GEZEIGTER TEXTAUSZUG.
Dr. med. naut. (2002)

Wäre es auf unserem letzten Workshop zu unvorhergesehenen Zwischenfällen gekommen, ich hätte sie sicher allesamt meistern können: Platzwunden nähen, Spritzen geben, Blasen punktieren oder auch Kinder zur Welt bringen. Denn im Februar haben wir den letzten medizinischen Grundlehrgang absolviert, der in Hamburg im Zuge der Ausbildung von (den letzten 20) Schiffsoffizieren durchgeführt wurde. Ziel des Kurses ist die Möglichkeit, an Bord mit einer speziell ausgebildeten Funkärzt:in in Verbindung treten und Bericht erstatten zu können - abgesehen von kleineren Verarztungen, die die zweite Nautiker:in durchführt (vorzugsweise mit einem diabolischen Grinsen im Gesicht).

Wir trudelten also anstelle von Semesterferien in den Räumlichkeiten des ehemaligen Hafenkrankenhauses ein. Dort, zwischen Kiez und Landungsbrücken, erwartete uns zunächst drei Wochen Theorie. Jeder Bereich wurde theoretisch umrissen, angefangen mit Anatomie, über Unfallchirurgie und Zahnmedizin, bis hin zur Gynäkologie (weiß zwar nicht wofür, aber okay) und vielen, vielen anderen Dingen.

DATEN ZUR PRÜFUNG.
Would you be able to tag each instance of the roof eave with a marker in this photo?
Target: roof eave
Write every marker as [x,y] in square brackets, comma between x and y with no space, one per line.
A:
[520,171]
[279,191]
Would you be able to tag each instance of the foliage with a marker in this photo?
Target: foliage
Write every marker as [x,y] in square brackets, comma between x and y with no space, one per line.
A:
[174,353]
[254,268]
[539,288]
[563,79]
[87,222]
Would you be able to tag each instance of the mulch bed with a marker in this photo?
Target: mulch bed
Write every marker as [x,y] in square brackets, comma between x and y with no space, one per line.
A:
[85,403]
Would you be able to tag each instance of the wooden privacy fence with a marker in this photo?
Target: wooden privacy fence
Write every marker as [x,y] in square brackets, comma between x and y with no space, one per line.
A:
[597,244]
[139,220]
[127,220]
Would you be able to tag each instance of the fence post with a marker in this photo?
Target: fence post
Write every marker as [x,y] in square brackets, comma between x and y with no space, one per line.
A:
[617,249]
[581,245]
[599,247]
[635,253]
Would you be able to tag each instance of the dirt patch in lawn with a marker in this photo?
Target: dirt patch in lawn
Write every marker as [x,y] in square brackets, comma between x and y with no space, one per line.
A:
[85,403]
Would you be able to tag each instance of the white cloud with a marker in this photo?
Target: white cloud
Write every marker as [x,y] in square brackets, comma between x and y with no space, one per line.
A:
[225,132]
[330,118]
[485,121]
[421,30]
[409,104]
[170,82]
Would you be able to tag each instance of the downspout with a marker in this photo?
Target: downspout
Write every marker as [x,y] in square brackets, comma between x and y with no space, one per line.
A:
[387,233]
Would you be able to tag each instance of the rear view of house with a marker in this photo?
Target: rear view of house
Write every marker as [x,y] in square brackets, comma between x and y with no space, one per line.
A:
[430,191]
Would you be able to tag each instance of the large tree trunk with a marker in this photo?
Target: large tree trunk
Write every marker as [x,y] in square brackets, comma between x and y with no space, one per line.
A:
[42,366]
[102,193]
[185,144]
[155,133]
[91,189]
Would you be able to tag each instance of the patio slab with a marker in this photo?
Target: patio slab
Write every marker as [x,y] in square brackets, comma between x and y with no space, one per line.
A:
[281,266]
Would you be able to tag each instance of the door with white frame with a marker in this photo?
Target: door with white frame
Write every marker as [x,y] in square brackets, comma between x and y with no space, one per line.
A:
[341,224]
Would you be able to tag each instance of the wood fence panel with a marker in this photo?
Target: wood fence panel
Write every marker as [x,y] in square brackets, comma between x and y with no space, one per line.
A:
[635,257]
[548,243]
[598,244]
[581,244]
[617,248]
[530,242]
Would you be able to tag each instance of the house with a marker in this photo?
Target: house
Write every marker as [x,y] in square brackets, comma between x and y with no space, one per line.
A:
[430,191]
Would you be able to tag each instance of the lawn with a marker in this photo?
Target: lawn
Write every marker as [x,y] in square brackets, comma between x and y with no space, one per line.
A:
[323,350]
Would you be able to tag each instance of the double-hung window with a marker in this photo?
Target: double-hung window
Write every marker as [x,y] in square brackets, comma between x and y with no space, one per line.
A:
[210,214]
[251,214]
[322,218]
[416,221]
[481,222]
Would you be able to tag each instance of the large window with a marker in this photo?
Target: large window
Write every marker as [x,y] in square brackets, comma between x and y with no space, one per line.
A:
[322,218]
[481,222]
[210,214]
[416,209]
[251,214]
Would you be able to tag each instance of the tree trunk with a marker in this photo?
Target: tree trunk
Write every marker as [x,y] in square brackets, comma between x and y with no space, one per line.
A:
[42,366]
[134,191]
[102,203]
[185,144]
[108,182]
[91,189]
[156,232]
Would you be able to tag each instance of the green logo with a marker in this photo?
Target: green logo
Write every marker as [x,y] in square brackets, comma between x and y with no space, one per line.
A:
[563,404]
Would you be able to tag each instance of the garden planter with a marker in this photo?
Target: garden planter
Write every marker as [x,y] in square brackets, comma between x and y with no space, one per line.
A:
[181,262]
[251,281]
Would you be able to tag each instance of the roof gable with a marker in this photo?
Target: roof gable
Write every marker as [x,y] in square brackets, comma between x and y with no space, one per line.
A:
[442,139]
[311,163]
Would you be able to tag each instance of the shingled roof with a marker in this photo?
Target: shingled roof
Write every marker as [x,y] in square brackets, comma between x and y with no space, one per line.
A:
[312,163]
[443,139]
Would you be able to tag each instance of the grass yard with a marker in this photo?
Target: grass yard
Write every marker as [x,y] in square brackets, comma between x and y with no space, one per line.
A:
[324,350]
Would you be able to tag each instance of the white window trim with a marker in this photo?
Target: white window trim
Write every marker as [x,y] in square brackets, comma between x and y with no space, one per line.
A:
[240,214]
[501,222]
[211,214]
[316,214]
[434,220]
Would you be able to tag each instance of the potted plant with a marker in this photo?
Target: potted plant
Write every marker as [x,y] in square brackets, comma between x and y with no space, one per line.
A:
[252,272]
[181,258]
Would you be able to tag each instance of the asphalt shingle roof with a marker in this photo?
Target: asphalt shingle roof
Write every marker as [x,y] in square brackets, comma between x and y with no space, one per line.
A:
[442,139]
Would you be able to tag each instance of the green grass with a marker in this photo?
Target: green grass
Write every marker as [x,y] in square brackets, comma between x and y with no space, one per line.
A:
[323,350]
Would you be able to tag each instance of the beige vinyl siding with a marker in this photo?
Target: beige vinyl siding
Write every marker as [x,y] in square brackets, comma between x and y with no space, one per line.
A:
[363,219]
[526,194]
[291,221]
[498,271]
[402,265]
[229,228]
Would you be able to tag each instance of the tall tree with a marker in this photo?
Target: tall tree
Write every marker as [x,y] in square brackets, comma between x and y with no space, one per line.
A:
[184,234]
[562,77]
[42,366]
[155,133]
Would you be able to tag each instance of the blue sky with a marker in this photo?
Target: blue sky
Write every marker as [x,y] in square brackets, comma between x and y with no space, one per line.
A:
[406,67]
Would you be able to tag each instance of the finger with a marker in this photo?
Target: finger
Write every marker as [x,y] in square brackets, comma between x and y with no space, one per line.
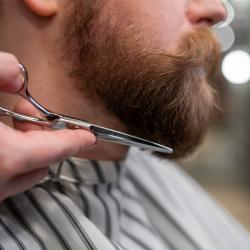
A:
[10,80]
[35,149]
[4,127]
[24,107]
[23,182]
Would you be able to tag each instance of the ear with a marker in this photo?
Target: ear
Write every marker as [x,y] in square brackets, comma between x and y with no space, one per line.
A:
[44,8]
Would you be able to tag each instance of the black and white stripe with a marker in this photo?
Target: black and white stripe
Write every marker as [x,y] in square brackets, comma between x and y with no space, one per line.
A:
[141,203]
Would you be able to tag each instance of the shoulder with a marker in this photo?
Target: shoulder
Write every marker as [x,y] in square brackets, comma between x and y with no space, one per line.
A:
[175,202]
[42,219]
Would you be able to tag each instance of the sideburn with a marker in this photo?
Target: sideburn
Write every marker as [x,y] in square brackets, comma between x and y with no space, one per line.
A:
[157,96]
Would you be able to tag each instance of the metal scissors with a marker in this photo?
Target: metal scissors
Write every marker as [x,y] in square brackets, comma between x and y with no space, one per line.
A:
[57,121]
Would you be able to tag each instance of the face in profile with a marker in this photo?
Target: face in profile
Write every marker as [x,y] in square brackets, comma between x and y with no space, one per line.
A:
[146,64]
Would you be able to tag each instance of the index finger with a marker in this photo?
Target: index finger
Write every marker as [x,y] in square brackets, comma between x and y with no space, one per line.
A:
[10,80]
[36,149]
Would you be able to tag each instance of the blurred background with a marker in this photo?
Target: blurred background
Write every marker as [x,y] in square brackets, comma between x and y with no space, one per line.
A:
[222,164]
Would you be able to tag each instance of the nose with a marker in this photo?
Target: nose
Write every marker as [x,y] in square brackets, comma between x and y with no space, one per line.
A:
[205,12]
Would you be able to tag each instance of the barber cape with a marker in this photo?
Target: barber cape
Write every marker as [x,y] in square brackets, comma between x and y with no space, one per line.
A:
[141,203]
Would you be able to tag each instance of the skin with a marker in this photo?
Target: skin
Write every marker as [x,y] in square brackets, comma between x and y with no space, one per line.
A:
[35,24]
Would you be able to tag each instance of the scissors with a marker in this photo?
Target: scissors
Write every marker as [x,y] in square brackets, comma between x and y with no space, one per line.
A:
[58,121]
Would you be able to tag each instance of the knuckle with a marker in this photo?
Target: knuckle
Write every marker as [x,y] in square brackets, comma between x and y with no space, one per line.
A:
[8,167]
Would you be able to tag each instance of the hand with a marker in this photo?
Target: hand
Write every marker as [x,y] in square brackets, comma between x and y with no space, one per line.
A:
[25,155]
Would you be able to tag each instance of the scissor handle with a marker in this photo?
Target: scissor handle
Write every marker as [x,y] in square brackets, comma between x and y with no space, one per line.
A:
[24,75]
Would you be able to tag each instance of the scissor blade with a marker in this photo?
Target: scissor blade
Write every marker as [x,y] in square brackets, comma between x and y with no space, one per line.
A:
[126,139]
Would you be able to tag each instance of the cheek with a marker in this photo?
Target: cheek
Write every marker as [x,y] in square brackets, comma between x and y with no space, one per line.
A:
[161,22]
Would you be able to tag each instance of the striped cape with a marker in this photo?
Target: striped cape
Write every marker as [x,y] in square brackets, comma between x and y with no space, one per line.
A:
[141,203]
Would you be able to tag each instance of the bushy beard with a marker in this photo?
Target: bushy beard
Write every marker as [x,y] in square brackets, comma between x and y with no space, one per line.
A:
[159,96]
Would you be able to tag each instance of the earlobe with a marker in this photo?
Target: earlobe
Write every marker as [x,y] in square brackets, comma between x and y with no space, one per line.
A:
[44,8]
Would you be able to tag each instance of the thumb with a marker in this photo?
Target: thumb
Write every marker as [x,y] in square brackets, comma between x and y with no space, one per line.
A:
[10,80]
[26,108]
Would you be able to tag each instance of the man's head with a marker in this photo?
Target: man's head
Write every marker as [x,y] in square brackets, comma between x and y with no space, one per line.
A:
[144,62]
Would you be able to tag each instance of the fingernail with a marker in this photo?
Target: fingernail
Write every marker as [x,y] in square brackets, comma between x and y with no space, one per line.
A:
[19,82]
[2,125]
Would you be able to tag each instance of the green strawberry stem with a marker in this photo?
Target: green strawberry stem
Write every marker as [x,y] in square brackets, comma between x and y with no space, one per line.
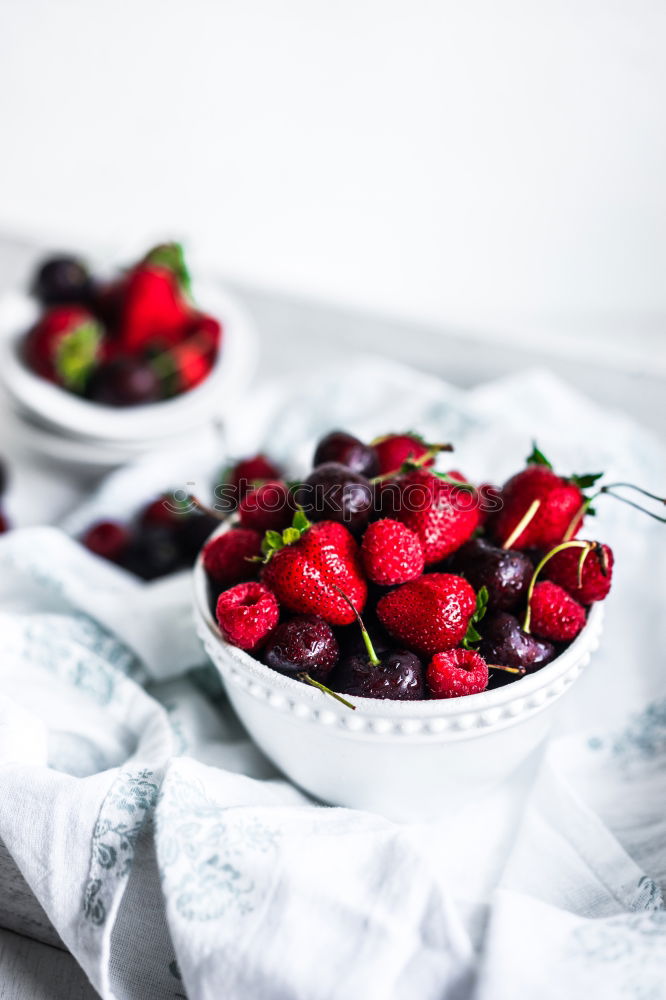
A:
[522,524]
[413,463]
[322,687]
[608,490]
[586,547]
[273,541]
[372,656]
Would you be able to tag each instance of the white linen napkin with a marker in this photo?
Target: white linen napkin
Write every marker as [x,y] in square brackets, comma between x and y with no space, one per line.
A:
[174,861]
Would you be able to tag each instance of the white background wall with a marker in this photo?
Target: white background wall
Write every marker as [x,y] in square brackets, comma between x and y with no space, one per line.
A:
[493,164]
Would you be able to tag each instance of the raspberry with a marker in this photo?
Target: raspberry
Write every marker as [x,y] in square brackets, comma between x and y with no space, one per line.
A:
[554,614]
[391,553]
[596,576]
[226,558]
[247,614]
[455,673]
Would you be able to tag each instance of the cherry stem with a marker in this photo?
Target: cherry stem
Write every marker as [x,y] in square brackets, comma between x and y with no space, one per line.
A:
[632,486]
[372,656]
[322,687]
[414,463]
[507,670]
[205,509]
[522,524]
[587,546]
[580,513]
[630,503]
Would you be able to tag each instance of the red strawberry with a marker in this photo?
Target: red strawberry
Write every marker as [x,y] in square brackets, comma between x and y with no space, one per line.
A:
[595,578]
[455,673]
[64,346]
[489,501]
[154,312]
[226,558]
[206,332]
[429,615]
[309,566]
[269,507]
[554,614]
[559,500]
[557,506]
[191,365]
[442,514]
[391,553]
[396,449]
[251,472]
[247,614]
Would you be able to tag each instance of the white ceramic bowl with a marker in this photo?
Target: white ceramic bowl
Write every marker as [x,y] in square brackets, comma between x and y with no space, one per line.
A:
[406,760]
[61,425]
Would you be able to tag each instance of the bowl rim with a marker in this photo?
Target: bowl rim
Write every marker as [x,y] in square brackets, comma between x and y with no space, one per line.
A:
[513,698]
[65,412]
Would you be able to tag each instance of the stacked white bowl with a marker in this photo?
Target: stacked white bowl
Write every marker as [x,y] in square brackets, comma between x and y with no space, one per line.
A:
[69,430]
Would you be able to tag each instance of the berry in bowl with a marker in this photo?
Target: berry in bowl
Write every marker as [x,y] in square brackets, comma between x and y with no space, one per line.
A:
[100,371]
[399,643]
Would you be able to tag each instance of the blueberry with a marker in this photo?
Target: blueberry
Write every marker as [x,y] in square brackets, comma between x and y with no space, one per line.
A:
[332,492]
[345,449]
[60,280]
[304,644]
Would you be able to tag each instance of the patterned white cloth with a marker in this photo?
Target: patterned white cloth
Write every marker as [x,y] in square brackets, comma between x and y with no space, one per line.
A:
[174,861]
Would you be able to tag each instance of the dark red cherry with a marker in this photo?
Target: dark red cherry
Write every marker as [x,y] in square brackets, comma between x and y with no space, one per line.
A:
[124,382]
[505,572]
[397,676]
[345,449]
[504,642]
[60,280]
[108,539]
[304,644]
[332,492]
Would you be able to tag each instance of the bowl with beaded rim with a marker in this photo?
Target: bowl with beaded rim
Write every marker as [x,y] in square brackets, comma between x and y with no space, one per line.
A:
[406,760]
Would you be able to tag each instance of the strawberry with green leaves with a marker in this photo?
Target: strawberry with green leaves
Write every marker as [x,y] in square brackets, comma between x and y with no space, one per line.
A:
[440,509]
[431,614]
[315,569]
[540,508]
[65,346]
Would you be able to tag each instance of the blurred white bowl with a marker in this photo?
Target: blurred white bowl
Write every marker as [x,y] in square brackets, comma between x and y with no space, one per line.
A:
[67,428]
[405,760]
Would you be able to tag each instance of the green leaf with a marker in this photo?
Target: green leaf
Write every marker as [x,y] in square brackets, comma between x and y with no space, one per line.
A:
[460,483]
[537,457]
[472,635]
[300,522]
[172,257]
[77,354]
[588,479]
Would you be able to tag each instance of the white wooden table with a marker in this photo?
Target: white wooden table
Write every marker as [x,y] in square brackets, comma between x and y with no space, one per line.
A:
[294,333]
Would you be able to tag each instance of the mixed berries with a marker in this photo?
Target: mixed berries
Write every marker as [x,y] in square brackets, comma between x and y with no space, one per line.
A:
[136,340]
[462,587]
[164,537]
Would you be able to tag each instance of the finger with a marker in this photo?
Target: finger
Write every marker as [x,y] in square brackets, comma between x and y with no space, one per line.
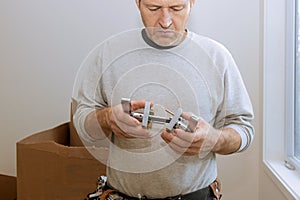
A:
[186,136]
[120,117]
[119,133]
[183,150]
[186,115]
[135,131]
[135,105]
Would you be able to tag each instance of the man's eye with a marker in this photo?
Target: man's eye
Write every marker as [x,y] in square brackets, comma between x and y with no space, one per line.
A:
[154,8]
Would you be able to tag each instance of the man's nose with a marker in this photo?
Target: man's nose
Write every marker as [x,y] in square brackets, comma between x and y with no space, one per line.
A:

DIE AUFGABE. Setzen Sie den Bericht über den medizinischen Grundlehrgang in Hamburg nach seinem letzten Satz fort.

GELÖSTE AUFGABE.
Später haben wir in kleinen Gruppen praktische Übungen gemacht. Das war der lustige Teil. Mir wurde ein Armgips angelegt (nachdem der Herr Doktor versucht hatte, mich zu einem Beingips zu überreden, für den ich meine Hose hätte ausziehen müssen). Wir haben uns gegenseitig Herz, Lunge und Bauch abgehört, uns Braunülen gelegt und Blut abgenommen, uns von oben bis unten Verbände angelegt und richtigen, echten Urin untersucht (Pfuibäh!). Wir haben die Bordapotheke zerpflückt, uns in Ohren, Hals und Augen geschaut und lange Schnitte in Gummiarmen genäht. Um uns etwas zusätzliche Pieks-Erfahrung zu verschaffen, hat der über "Spritztechnik" dozierende Doktor uns erlaubt, vom Gummiarm zu unserem Tischnachbarn überzugehen. Dabei hat er heldenhaft die Missbilligung von Dr. Low in Kauf genommen, der dort sozusagen der Chefarzt ist. Am Ende unserer Session (ich hatte zwei Wochen danach einen vielfarbigen Arm) warf er einen verzweifelten Blick auf die blutverschmierte Tischunterlage und meinte "Dr. Low killt mich!". Wir waren ihm sehr dankbar.

Die vierte Woche verbrachten wir im Allgemeinen Krankenhaus Wandsbek. Jeder der vorher ausgesuchten Bereiche wurde einen Tag lang von vier Seeleuten im Pfleger:innengewand heimgesucht. Die Notaufnahme und die Innere Ambulanz haben uns sicher am meisten gebracht. Der Tag auf einer Station war eher überflüssig, Essen austeilen und Kaffee trinken bedürfen nicht mehrfachen Übens, wie wohl auch der Tag im Kreißsaal, den ich aber ganz toll fand. Ich habe Händchen gehalten, als ein strammer, kleiner Mann zur Welt gebracht wurde, über dessen Namen sich die Eltern noch uneins waren. Der Tag im OP war von unserer Praxis an Bord so weit entfernt, dass er eher zu einer Prestigeangelegenheit wurde. Wer ist umgefallen? Wer hat die blutrünstigste OP gesehen? Wen hat der Chefarzt ignoriert und wen angesprochen? Wer durfte an einer willenlosen Patient:in den Puls fühlen? Meine Gruppe hat u.a. dem Einsetzen eines künstlichen Kniegelenkes beigewohnt. Wir wollten fast laut lachen, als der Chirurg nicht Tupfer oder Nadelhalter haben wollte, sondern Säge, Bohrer, Hammer und sogar Meißel! Vielleicht sind die Berufsbilder Chirurg und Schiffsingenieur doch nicht so weit voneinander entfernt, wobei der Chirurg im Vergleich zu uns den großen Nachteil hat, im Falle von totaler Ausweglosigkeit nicht einfach eine Bestellung wegfaxen zu können: ein Stück Patient:in, neu oder überholt, Best.-Nr. 123456.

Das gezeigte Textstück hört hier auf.